PROMPT
Reproduce all of the material below line for line, without changing a single character, and leave out the pictures.

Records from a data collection
>> Start
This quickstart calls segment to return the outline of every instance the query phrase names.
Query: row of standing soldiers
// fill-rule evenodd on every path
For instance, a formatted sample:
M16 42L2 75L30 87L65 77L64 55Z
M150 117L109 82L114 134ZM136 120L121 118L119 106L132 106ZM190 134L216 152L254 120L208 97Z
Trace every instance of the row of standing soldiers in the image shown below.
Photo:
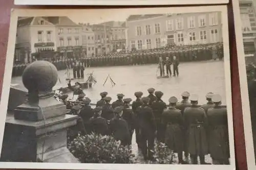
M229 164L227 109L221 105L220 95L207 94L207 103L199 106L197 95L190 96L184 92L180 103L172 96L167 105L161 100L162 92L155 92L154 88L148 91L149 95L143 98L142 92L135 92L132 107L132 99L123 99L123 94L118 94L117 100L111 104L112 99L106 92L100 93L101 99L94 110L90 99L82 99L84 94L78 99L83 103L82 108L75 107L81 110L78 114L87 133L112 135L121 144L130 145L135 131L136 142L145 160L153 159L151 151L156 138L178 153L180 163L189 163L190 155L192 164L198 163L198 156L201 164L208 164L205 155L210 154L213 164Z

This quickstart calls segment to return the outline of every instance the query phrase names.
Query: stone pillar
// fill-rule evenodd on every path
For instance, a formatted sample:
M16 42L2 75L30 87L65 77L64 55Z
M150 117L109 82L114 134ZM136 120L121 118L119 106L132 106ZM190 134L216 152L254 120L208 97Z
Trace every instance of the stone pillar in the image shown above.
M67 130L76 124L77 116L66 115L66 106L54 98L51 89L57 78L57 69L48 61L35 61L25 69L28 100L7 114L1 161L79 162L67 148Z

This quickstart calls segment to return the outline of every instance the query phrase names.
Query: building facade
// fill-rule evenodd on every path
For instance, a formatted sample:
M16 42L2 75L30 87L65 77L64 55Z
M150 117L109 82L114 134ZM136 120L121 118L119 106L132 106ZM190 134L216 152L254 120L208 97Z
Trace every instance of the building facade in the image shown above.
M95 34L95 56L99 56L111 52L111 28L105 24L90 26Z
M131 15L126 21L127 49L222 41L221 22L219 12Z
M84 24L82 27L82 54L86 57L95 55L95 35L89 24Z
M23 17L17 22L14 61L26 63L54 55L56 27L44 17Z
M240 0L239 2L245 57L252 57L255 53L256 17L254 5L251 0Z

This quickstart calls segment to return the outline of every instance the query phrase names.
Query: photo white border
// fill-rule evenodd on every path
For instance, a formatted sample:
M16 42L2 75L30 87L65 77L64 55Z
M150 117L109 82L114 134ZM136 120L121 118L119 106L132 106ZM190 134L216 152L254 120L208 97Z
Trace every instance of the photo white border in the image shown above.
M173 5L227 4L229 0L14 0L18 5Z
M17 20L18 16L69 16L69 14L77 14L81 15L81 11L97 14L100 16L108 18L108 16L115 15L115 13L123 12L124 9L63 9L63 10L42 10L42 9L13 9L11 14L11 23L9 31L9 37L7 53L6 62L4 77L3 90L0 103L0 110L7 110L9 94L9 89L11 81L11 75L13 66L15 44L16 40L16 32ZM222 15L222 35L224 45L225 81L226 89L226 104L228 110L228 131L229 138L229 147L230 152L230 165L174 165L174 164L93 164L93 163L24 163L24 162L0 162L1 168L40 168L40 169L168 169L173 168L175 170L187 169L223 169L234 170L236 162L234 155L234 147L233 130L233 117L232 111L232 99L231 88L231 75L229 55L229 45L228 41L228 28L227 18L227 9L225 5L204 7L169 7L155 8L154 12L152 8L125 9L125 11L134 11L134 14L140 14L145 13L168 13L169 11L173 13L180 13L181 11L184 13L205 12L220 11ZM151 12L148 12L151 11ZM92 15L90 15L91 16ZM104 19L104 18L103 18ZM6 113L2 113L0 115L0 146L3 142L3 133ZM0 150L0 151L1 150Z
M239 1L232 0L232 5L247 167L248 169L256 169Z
>> End
RESULT OF THIS TASK
This quickstart calls segment to return the outline of every instance the query phrase names.
Query: row of standing soldiers
// fill-rule evenodd on every path
For instance, a formatted sample:
M16 42L2 75L30 87L65 77L64 55Z
M150 117L109 82L114 134ZM136 120L121 118L119 106L132 106ZM190 134L216 152L254 120L208 97Z
Trace every instance of the row of standing soldiers in the image shown below.
Photo:
M229 164L227 109L221 105L220 95L207 94L207 103L199 106L197 95L190 96L184 92L180 103L172 96L167 105L161 100L162 92L155 92L154 88L148 91L149 95L143 98L142 92L135 92L132 107L132 99L123 99L123 94L118 94L117 100L111 104L112 99L106 92L100 93L101 99L94 110L90 99L82 99L84 94L78 99L83 103L82 108L75 107L81 110L78 114L87 133L112 135L121 144L130 145L135 131L136 142L145 160L153 159L151 151L156 138L178 153L180 163L189 163L190 155L192 164L198 163L198 156L201 164L208 164L205 155L210 154L213 164Z

This quickstart calls segment to return the outline of every instance the query phrase names.
Query: stone pillar
// fill-rule evenodd on every path
For instance, a formatted sample:
M16 42L2 75L30 87L65 77L64 55Z
M150 117L109 82L114 134ZM136 120L121 118L119 106L132 106ZM190 134L216 152L254 120L208 97Z
Trace every instance of the stone pillar in the image shown above.
M67 130L76 124L77 116L66 115L66 106L54 98L51 89L57 78L57 69L48 61L35 61L25 69L28 100L7 114L1 161L79 162L67 148Z

This quickstart calls segment to return the outline of every instance the query phrase names.
Query: building facade
// fill-rule evenodd on every path
For instance, a formatted sample:
M16 42L2 75L30 87L65 77L64 55Z
M150 117L109 82L114 134ZM136 120L121 118L119 106L132 106ZM190 134L216 152L254 120L208 97Z
Trace every instance of the building facade in the image shown above.
M95 34L95 56L99 56L111 52L111 28L105 24L90 26Z
M131 15L126 21L127 49L222 41L221 22L219 12Z
M84 24L82 27L82 54L86 57L95 55L95 35L89 24Z
M23 17L17 22L14 61L26 63L54 55L56 27L44 17Z
M240 0L239 2L245 57L252 57L255 53L256 17L254 5L251 0Z

This quickstart calls segment to return the outline of every instance the query phrase names.
Query: photo white border
// fill-rule evenodd on every path
For instance, a formatted sample:
M16 42L2 75L30 87L65 77L64 55Z
M150 117L109 82L114 134ZM136 120L121 118L119 106L132 106ZM190 134L216 152L254 120L208 97Z
Trace every instance of the photo white border in the image shown above.
M173 5L227 4L229 0L14 0L18 5Z
M17 20L18 16L69 16L69 14L77 14L81 15L81 11L97 14L100 16L108 18L108 16L115 15L115 13L123 12L124 9L63 9L63 10L42 10L42 9L13 9L11 14L11 23L9 31L9 37L7 53L6 62L4 77L3 90L0 103L0 110L7 110L9 94L9 89L11 81L11 75L13 66L15 44L16 40L16 32ZM222 15L222 35L224 45L225 81L226 89L226 104L228 110L228 131L229 138L229 147L230 152L230 165L174 165L174 164L93 164L93 163L24 163L24 162L0 162L1 168L40 168L40 169L168 169L173 168L175 170L187 169L223 169L234 170L236 162L234 155L234 147L233 130L233 117L232 111L232 99L231 88L231 75L229 55L229 45L228 41L228 28L227 18L227 9L225 5L204 7L169 7L155 8L154 12L152 8L125 9L125 11L134 11L134 14L140 14L145 13L168 13L169 11L173 13L180 13L181 11L184 13L205 12L220 11ZM151 12L148 12L151 11ZM92 15L90 15L91 16ZM104 19L104 18L103 18ZM6 113L2 113L0 115L0 146L3 142L3 133ZM0 150L0 151L1 150Z
M239 1L232 0L232 5L247 167L248 169L256 169Z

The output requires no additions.